> **INSTRUCTIONS TO FOLLOW**
Please transcribe the stretch of entries below, from the line containing "Here's a bet: you won't be able to pinpoint the cricket" through the line containing "198 108 289 195", with both of those lines included.

> **MATERIAL FOR THIS EXERCISE**
** START **
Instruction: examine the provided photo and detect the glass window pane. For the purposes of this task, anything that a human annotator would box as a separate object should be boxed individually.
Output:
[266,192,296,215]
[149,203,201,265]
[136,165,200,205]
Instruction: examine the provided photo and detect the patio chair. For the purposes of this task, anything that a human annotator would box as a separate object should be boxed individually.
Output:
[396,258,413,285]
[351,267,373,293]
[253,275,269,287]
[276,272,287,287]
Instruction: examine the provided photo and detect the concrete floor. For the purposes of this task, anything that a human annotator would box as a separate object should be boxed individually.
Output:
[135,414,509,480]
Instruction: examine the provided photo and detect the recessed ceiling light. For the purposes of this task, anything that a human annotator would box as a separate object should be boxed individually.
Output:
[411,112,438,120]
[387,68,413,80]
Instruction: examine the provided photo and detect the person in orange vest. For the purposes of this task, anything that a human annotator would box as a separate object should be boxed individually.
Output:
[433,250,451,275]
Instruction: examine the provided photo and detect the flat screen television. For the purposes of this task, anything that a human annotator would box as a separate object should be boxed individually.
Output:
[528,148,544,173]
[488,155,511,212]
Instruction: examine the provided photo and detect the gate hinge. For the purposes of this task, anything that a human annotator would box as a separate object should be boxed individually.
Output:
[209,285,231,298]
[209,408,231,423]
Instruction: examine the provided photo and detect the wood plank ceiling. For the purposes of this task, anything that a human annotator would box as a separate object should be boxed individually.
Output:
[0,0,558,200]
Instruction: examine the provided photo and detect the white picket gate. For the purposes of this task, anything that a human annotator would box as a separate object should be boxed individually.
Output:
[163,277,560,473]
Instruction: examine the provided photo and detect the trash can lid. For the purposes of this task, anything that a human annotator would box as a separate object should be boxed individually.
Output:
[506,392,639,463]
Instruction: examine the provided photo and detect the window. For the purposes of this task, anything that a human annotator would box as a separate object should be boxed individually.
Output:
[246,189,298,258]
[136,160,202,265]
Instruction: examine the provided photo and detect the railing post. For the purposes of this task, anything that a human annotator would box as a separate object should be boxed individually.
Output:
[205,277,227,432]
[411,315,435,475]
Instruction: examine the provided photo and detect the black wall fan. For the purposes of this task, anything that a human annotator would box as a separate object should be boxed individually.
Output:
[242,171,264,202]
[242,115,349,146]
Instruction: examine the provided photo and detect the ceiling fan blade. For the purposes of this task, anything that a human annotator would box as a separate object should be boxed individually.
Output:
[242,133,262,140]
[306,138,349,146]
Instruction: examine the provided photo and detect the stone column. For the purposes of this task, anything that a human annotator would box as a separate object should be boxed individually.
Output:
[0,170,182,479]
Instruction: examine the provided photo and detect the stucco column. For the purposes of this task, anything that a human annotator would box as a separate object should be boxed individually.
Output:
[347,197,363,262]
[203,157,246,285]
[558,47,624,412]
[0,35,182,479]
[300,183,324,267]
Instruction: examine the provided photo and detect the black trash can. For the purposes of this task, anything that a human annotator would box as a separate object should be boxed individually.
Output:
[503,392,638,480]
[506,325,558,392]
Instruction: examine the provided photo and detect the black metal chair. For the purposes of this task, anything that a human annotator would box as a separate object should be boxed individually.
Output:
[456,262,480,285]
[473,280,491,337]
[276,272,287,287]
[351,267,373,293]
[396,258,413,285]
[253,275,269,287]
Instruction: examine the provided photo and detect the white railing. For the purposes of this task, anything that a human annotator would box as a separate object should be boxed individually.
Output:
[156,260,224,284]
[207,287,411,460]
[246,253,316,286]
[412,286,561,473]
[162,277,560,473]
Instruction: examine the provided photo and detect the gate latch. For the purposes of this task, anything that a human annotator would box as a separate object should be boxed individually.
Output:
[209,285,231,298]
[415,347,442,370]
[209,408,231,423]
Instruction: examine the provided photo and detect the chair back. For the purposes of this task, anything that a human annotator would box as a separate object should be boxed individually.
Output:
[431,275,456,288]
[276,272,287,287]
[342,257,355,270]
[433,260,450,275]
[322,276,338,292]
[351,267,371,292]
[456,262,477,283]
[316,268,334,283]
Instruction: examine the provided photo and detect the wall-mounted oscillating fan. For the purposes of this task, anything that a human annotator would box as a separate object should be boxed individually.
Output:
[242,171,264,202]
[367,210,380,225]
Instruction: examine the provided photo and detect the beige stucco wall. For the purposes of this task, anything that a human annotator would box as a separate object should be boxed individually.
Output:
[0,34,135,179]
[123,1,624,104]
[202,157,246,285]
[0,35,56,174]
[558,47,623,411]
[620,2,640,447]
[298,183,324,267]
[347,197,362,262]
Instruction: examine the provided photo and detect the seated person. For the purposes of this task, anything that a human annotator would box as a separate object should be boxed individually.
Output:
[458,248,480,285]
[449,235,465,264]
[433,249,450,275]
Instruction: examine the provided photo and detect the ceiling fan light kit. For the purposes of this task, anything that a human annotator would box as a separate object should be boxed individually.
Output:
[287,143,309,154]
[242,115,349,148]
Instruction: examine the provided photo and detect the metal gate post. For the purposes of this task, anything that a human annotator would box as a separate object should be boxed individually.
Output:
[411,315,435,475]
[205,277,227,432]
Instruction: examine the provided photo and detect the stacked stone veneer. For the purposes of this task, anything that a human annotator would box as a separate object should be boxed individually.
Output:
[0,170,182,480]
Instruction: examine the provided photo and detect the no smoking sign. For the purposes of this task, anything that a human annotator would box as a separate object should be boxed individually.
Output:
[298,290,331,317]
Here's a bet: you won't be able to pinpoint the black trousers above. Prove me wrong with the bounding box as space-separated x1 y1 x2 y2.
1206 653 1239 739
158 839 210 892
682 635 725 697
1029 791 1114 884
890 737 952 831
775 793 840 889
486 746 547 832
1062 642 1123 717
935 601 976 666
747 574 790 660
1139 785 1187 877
** END **
** START **
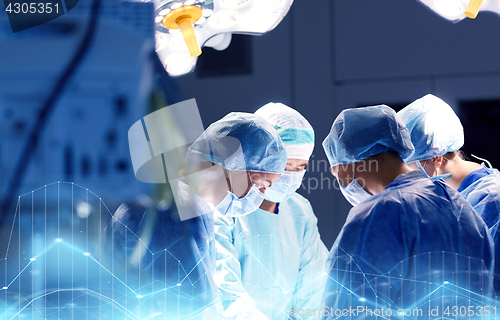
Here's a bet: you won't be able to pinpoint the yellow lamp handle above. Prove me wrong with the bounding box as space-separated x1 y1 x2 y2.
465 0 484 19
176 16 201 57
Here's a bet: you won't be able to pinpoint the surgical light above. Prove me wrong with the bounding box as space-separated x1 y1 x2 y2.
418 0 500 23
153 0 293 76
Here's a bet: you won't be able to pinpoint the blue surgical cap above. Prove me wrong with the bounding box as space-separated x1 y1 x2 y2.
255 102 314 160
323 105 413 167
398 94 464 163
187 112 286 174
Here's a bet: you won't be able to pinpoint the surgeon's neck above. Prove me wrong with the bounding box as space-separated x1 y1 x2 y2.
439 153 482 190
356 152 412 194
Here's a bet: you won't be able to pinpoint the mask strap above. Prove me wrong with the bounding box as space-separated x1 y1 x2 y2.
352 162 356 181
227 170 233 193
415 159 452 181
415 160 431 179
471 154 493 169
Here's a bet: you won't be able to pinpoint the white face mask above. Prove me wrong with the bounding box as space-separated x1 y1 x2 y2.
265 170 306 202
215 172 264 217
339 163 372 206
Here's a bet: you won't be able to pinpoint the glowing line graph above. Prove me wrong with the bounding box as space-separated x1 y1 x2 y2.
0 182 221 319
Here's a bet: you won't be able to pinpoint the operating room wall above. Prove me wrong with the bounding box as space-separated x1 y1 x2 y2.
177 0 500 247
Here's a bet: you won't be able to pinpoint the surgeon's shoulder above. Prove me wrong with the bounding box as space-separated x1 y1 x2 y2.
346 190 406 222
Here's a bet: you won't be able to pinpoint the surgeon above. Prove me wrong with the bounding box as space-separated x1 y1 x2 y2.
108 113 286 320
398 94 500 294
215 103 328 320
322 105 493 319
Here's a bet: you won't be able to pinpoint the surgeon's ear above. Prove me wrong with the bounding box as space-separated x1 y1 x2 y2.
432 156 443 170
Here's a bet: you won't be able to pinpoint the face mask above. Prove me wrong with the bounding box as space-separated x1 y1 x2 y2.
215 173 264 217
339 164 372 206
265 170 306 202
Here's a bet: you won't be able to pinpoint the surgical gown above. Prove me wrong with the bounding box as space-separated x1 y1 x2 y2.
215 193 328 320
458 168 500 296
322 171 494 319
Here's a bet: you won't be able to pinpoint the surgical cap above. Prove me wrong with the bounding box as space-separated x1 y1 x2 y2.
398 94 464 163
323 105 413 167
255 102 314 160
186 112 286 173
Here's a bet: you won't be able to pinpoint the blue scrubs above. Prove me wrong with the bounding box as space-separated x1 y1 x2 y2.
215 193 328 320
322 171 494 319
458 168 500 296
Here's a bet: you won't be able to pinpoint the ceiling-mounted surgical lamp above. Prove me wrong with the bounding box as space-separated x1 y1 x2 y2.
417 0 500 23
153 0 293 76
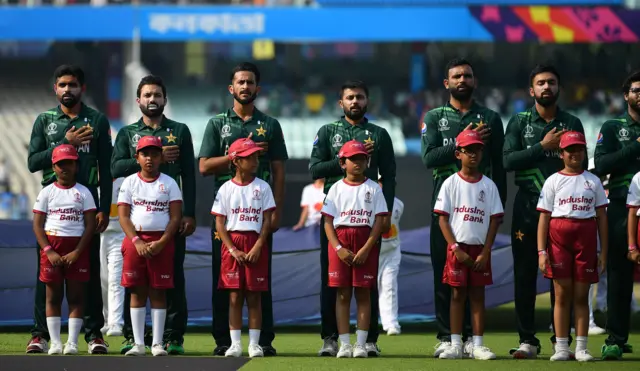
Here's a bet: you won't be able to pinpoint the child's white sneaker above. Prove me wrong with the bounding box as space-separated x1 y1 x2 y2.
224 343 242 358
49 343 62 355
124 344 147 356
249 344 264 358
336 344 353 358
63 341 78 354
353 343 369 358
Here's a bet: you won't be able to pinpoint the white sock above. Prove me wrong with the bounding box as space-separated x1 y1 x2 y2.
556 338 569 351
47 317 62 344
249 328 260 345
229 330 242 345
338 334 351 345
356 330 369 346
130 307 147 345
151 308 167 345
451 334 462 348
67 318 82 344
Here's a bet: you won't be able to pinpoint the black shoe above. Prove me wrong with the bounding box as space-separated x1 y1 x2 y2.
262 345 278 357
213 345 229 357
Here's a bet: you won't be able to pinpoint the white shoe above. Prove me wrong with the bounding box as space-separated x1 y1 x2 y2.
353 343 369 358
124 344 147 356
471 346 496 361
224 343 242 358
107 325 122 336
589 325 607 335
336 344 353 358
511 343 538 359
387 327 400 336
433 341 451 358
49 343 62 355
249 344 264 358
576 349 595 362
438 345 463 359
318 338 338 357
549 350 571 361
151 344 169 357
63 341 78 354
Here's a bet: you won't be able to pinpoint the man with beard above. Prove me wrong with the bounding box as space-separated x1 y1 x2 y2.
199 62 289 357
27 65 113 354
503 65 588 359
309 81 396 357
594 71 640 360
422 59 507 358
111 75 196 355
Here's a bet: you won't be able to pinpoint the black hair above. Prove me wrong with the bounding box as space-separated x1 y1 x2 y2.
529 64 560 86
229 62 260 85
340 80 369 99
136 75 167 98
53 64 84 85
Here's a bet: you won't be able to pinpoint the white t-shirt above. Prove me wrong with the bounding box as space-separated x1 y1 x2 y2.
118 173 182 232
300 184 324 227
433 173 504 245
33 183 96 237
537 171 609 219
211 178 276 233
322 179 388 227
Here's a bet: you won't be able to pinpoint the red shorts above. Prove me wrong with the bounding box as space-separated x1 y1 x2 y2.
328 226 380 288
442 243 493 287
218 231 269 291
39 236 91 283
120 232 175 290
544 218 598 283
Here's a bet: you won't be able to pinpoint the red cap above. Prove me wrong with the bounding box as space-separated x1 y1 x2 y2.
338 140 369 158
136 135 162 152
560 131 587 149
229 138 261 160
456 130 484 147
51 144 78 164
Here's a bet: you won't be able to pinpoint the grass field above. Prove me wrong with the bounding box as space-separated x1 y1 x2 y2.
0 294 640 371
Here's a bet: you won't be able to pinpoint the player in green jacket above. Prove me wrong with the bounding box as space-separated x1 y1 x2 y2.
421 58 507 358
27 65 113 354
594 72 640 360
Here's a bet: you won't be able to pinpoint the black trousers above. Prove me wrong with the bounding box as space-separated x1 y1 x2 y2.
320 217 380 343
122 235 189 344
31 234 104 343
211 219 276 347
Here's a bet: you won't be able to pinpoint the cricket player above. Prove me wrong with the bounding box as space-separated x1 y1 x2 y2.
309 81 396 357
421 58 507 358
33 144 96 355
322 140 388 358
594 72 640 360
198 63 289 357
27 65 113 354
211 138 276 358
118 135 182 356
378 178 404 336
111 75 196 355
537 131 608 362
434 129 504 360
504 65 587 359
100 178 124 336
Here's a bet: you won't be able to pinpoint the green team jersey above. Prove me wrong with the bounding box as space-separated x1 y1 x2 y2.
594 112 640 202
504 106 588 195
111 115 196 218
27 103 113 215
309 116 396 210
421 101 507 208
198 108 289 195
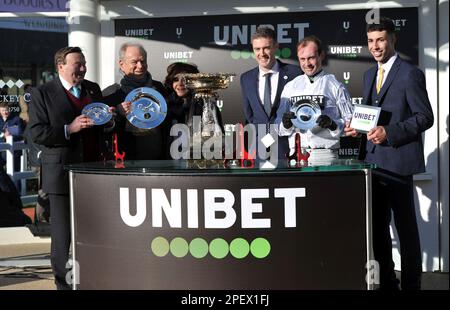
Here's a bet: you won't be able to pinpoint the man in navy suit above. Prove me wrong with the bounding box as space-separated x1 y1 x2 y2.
** END **
> **ANSWER TO THIS EXERCISE**
Here's a bet: you won't be able to pinpoint the cricket player above. Prove me wrong with the bounding box as space-separated x1 y1 x2 y2.
309 81 396 357
421 58 507 358
33 144 96 355
322 140 388 358
594 72 640 360
198 63 289 357
27 65 113 354
211 138 276 358
118 135 182 356
378 178 404 336
111 75 196 355
537 131 608 362
434 129 504 360
504 65 587 359
100 178 124 336
Here's a bet: you won't be able to pinpoint the green team jersey above. Prove me wrong with the bounding box as space-separated x1 y1 x2 y2.
594 112 640 202
504 106 588 195
111 115 196 218
27 103 113 215
309 116 396 210
421 101 507 208
198 108 289 195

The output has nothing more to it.